Zu lesender Auszug -
»»
Um die Auswirkungen der Epidemie, die sich zur Pandemie auszuwachsen scheint, auf die Weltwirtschaft abzuschätzen, werden viele Vergleiche zur SARS-Epidemie in den Jahren 2002/03 gezogen. Dieser Vergleich ist jedoch eher unrealistisch. Zum einen sind die jüngsten Maßnahmen der chinesischen Behörden beispiellos (ganze Städte und Landstriche unter Quarantäne, regionale Schließung von Produktionsanlagen). Zudem unterscheidet sich die heutige Situation Chinas stark von der Anfang der Nullerjahre: Die Schuldenlast von Verbrauchern, Unternehmen und der öffentlichen Hand ist seitdem stark gestiegen (Grafik 1).
Grafik 1: Chinas Verschuldung des nichtfinanziellen Sektors (Prozent des BIP)
Das Konjunkturwachstum des Landes, das kürzlich der Welthandelsorganisation (WTO) beigetreten ist, hat sich hingegen abgeschwächt. China nimmt heute eine besondere Stellung in der globalisierten Wirtschaft ein: Als inzwischen riesige Werkbank der Welt hat sich der Anteil des Landes am weltweiten BIP mehr als verdoppelt und macht heute fast ein Fünftel davon aus (Grafik 2).
Grafik 2: Chinas Anteil am weltweiten BIP (in Prozent und in PPP)
««
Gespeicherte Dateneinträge
»»
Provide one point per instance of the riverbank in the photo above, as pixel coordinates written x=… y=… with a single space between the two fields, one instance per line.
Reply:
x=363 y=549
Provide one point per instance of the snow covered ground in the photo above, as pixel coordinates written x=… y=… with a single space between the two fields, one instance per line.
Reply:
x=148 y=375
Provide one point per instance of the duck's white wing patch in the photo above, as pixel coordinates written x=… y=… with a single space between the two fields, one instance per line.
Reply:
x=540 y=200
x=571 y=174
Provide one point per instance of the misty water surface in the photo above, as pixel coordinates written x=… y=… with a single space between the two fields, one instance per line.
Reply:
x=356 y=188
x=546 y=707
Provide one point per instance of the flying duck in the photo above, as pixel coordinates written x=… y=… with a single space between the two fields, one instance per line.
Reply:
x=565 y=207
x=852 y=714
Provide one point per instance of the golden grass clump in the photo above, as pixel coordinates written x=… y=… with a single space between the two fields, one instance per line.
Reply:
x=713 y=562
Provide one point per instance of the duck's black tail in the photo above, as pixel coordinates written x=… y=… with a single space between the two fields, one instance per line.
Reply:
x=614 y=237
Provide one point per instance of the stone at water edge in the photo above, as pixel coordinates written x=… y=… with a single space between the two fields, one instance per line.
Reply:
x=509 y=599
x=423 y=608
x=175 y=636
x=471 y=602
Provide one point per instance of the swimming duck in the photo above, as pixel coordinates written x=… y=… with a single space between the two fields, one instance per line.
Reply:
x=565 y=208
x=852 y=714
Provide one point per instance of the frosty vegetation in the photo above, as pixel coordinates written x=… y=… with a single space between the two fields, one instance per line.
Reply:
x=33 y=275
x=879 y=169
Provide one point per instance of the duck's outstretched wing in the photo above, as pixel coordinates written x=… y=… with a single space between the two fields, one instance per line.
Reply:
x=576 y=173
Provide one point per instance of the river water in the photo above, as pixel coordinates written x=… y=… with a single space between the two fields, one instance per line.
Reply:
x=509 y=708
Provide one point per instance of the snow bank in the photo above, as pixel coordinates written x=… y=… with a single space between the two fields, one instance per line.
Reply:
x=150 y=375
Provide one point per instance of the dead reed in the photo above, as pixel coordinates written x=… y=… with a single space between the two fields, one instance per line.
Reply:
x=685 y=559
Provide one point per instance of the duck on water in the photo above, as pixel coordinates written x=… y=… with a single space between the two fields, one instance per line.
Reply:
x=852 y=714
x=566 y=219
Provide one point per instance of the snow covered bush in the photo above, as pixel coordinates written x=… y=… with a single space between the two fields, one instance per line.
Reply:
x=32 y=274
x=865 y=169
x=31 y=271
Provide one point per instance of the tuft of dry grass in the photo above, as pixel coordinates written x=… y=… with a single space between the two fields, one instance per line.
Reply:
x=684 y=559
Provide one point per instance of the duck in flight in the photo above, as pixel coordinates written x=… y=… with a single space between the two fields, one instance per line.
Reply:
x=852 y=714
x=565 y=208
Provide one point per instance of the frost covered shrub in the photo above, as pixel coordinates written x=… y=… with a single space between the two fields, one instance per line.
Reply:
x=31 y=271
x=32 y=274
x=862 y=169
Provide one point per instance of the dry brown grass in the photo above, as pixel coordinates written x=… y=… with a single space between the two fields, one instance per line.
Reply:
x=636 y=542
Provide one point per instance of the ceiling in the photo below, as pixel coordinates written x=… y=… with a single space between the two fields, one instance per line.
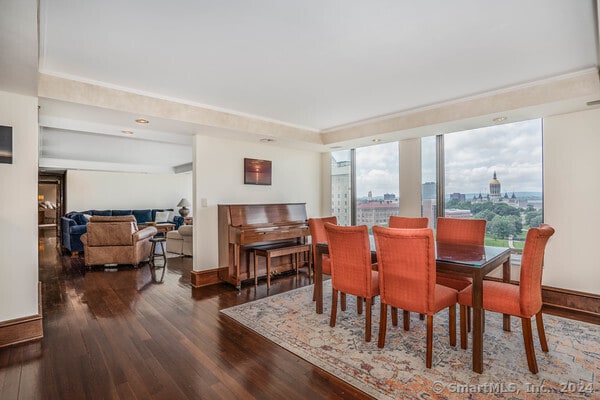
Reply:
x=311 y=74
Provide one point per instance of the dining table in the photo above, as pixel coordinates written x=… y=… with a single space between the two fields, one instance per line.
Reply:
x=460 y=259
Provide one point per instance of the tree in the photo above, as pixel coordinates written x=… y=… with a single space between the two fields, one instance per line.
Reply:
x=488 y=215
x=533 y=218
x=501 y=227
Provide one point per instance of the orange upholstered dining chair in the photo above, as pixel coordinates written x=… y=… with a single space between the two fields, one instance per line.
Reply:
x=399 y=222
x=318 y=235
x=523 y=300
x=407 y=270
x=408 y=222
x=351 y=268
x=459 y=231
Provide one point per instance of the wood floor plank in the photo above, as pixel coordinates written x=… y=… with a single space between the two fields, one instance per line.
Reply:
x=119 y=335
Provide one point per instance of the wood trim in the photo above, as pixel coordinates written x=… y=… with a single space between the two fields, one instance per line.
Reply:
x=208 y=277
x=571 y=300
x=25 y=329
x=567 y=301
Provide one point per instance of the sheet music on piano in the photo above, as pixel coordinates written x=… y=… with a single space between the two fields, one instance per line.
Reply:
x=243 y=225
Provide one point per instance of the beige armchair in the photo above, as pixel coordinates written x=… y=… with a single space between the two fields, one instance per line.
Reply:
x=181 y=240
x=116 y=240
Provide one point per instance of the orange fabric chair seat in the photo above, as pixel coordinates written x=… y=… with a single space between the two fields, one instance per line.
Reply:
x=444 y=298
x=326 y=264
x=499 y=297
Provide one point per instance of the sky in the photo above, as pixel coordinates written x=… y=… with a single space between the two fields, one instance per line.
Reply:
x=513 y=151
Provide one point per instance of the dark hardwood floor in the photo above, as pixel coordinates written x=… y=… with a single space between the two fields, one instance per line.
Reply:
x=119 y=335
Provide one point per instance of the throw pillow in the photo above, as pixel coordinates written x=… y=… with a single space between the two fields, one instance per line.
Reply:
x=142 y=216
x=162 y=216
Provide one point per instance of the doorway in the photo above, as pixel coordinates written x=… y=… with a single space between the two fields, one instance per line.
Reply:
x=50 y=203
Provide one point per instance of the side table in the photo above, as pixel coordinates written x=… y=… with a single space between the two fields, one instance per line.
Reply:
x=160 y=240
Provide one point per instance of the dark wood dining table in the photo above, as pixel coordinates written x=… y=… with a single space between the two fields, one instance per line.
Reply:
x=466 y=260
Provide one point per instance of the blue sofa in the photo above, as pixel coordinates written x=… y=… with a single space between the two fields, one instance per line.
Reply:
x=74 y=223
««
Aufgabenliste -
1. Nennen Sie alle Gruppen, deren Schuldenlast laut dem Auszug über Chinas Wirtschaft seit Anfang der Nullerjahre stark gestiegen ist.
2. Schreiben Sie aus dem Auszug die Passage ab, beginnend bei „Um die Auswirkungen“ und endend bei „gestiegen (Grafik 1).“.
Stützen Sie sich ausschließlich auf den Auszug.

Antworten je Aufgabe -
1. Verbraucher, Unternehmen und die öffentliche Hand

2.
Um die Auswirkungen der Epidemie, die sich zur Pandemie auszuwachsen scheint, auf die Weltwirtschaft abzuschätzen, werden viele Vergleiche zur SARS-Epidemie in den Jahren 2002/03 gezogen. Dieser Vergleich ist jedoch eher unrealistisch. Zum einen sind die jüngsten Maßnahmen der chinesischen Behörden beispiellos (ganze Städte und Landstriche unter Quarantäne, regionale Schließung von Produktionsanlagen). Zudem unterscheidet sich die heutige Situation Chinas stark von der Anfang der Nullerjahre: Die Schuldenlast von Verbrauchern, Unternehmen und der öffentlichen Hand ist seitdem stark gestiegen (Grafik 1).